INFORMATION PROVIDED

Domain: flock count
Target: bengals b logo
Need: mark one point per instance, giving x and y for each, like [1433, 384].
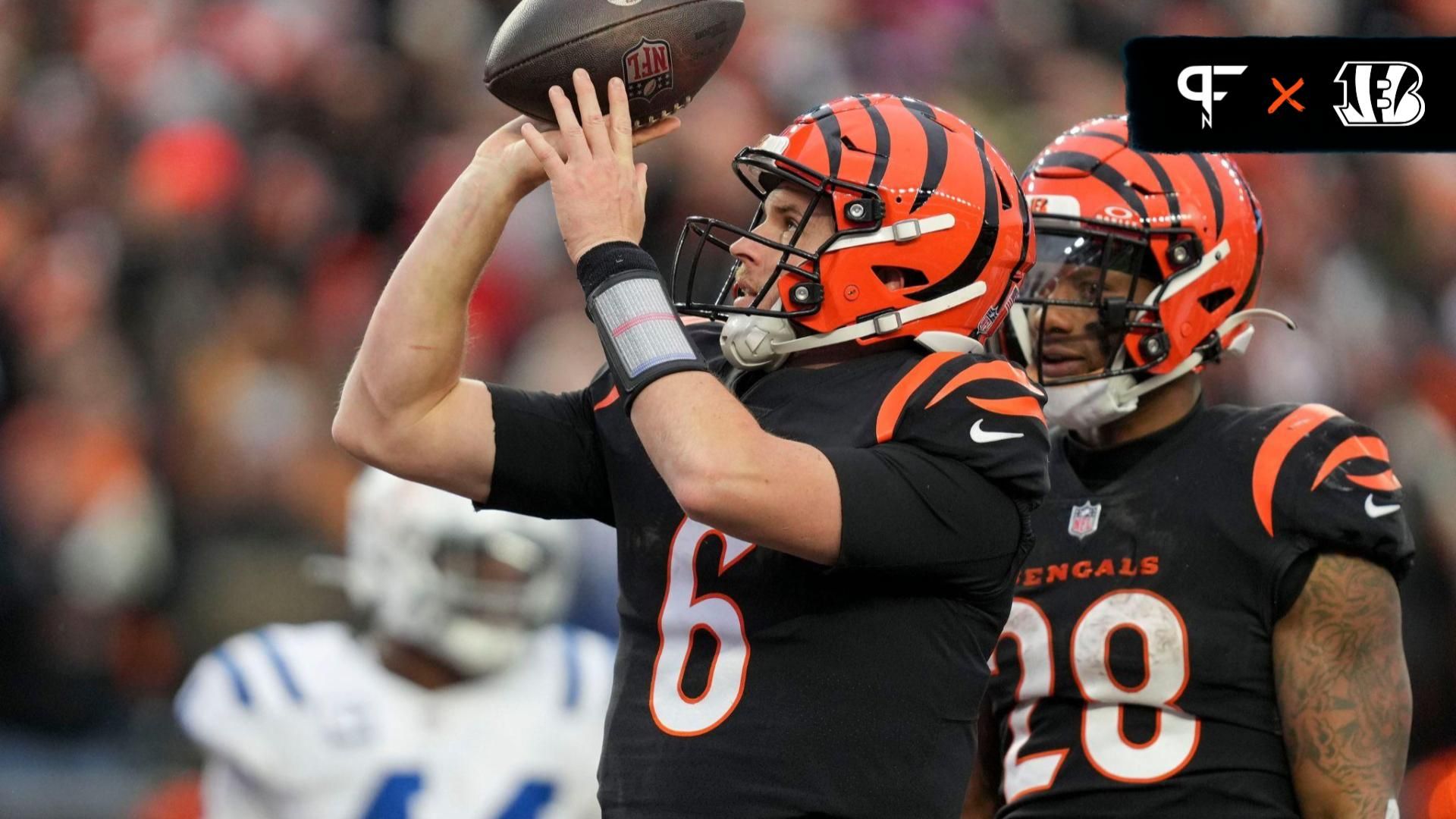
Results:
[1381, 93]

EXERCISE PROMPT
Each record is to be copied word for word, with no images carried over.

RESULT
Domain: flock count
Target: bengals b logo
Need: mark one point per instance, giving x and y for each, like [1433, 384].
Results:
[1381, 93]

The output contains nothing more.